■ Exercise tasks ■
a – Transcribe word for word the part of the notes on A Sound Year that begins at the words "A year in six" and stops after "a whole year.".
b – Answer these questions from the notes on A Sound Year:
(i) At which studio and in which city was the music recorded?
(ii) How many speakers does Pedersen prefer for his "spatial" music?
(iii) In what two kinds of venue has A Sound Year been performed?

=== Selected text ===

Recorded at Octopus Studio, Copenhagen, 1977-1982
Re-mixed at DIEM, Arhus, 1997-1999
Recording producer: Gunner Moller Pedersen
Sound engineer: Claus Pedersen
DACAPO 8.224174-79 [6CDs: 361.36]
DaCapo

A year in six hours - or twelve months in electronic music, as its composer calls it. This Wagnerian undertaking by Gunner Moller Pedersen is nothing less than the depiction, in electronic music, month by month, of the passage of a whole year.

In practical terms the piece is in quadraphonic sound. Pedersen calls his music "spatial" - multi-channel music with preferably four speakers, utilising reverberation and phasing to intensify the sense of space. Optimum listening conditions are therefore larger spaces - unsurprisingly A Sound Year has been performed in galleries and in concert halls and also shown on films and television.

=== Data section ===

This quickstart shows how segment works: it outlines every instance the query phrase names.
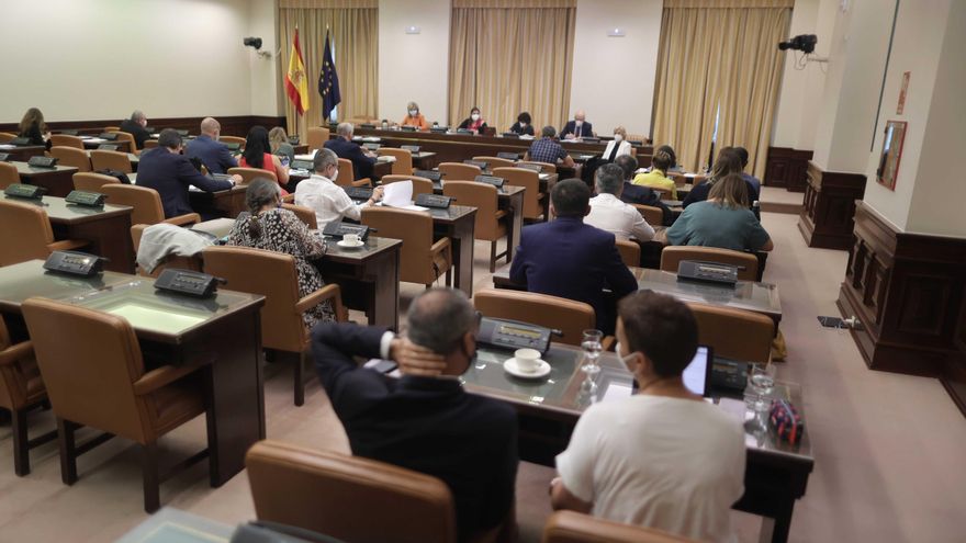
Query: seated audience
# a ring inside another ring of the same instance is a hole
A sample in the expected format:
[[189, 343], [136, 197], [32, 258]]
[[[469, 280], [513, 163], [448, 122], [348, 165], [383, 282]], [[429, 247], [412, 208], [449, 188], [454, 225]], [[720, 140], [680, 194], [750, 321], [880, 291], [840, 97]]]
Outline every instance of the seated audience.
[[486, 121], [483, 121], [483, 117], [480, 115], [480, 108], [473, 108], [470, 110], [470, 116], [464, 118], [459, 127], [467, 131], [473, 131], [476, 134], [483, 134], [483, 131], [486, 129]]
[[339, 158], [352, 161], [356, 179], [351, 181], [364, 178], [371, 179], [372, 166], [375, 165], [375, 154], [352, 142], [355, 131], [356, 128], [352, 126], [352, 123], [339, 123], [338, 127], [336, 127], [337, 137], [326, 142], [325, 148], [335, 151]]
[[655, 528], [694, 541], [735, 541], [730, 509], [744, 493], [741, 423], [685, 388], [697, 350], [688, 307], [650, 291], [620, 302], [617, 355], [638, 393], [592, 405], [557, 456], [554, 509]]
[[517, 122], [514, 123], [513, 126], [509, 127], [509, 132], [515, 134], [519, 134], [521, 136], [532, 136], [533, 135], [533, 124], [530, 120], [530, 114], [526, 111], [517, 115]]
[[529, 292], [589, 304], [597, 328], [613, 333], [615, 302], [637, 291], [638, 282], [620, 260], [614, 235], [584, 224], [589, 200], [591, 190], [580, 179], [553, 185], [550, 214], [555, 219], [524, 228], [509, 278]]
[[[228, 245], [284, 252], [295, 257], [300, 297], [325, 286], [318, 269], [310, 262], [325, 254], [325, 241], [310, 231], [308, 226], [294, 213], [281, 207], [282, 193], [278, 183], [267, 178], [251, 181], [245, 190], [245, 203], [248, 213], [243, 213], [235, 219], [232, 233], [228, 234]], [[310, 328], [317, 323], [330, 323], [335, 319], [336, 315], [328, 302], [302, 314], [302, 321]]]
[[221, 135], [221, 123], [212, 117], [204, 117], [201, 122], [201, 135], [188, 143], [184, 155], [201, 160], [211, 173], [225, 173], [228, 168], [238, 166], [238, 161], [225, 144], [218, 142]]
[[553, 140], [554, 134], [557, 134], [557, 129], [553, 126], [544, 126], [540, 131], [540, 139], [536, 139], [530, 144], [530, 148], [524, 155], [524, 160], [551, 165], [555, 165], [560, 160], [563, 162], [563, 166], [573, 168], [573, 158], [566, 154], [566, 150], [560, 144]]
[[671, 168], [671, 155], [655, 151], [651, 159], [651, 171], [639, 173], [633, 182], [641, 186], [662, 190], [671, 196], [671, 200], [677, 200], [677, 185], [674, 184], [673, 179], [667, 177], [669, 168]]
[[[512, 518], [517, 416], [457, 378], [475, 358], [479, 323], [462, 292], [419, 293], [407, 321], [406, 339], [355, 324], [316, 326], [315, 367], [352, 454], [442, 479], [456, 502], [459, 541], [471, 541]], [[362, 369], [356, 358], [394, 360], [403, 375]]]
[[624, 191], [624, 170], [617, 165], [597, 168], [597, 195], [591, 199], [591, 214], [584, 223], [614, 234], [618, 239], [648, 241], [654, 237], [654, 228], [644, 220], [634, 206], [620, 201]]
[[[242, 176], [233, 176], [232, 181], [218, 181], [202, 176], [181, 155], [181, 136], [173, 128], [165, 128], [158, 137], [158, 146], [141, 155], [137, 166], [137, 185], [158, 191], [165, 218], [193, 213], [188, 200], [188, 186], [193, 185], [205, 192], [225, 191], [242, 182]], [[204, 217], [214, 218], [214, 217]]]
[[748, 208], [748, 182], [738, 173], [717, 181], [707, 201], [687, 206], [667, 229], [667, 242], [737, 251], [771, 251], [775, 247]]
[[315, 172], [295, 186], [295, 205], [304, 205], [315, 212], [318, 229], [345, 217], [353, 220], [362, 218], [362, 208], [374, 205], [382, 199], [382, 186], [372, 191], [372, 197], [356, 205], [346, 191], [335, 183], [339, 177], [338, 157], [332, 149], [318, 149], [315, 154]]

===

■ Answers to each task ■
a –
A year in six hours - or twelve months in electronic music, as its composer calls it. This Wagnerian undertaking by Gunner Moller Pedersen is nothing less than the depiction, in electronic music, month by month, of the passage of a whole year.

b –
(i) Octopus Studio, Copenhagen
(ii) Four
(iii) Galleries and concert halls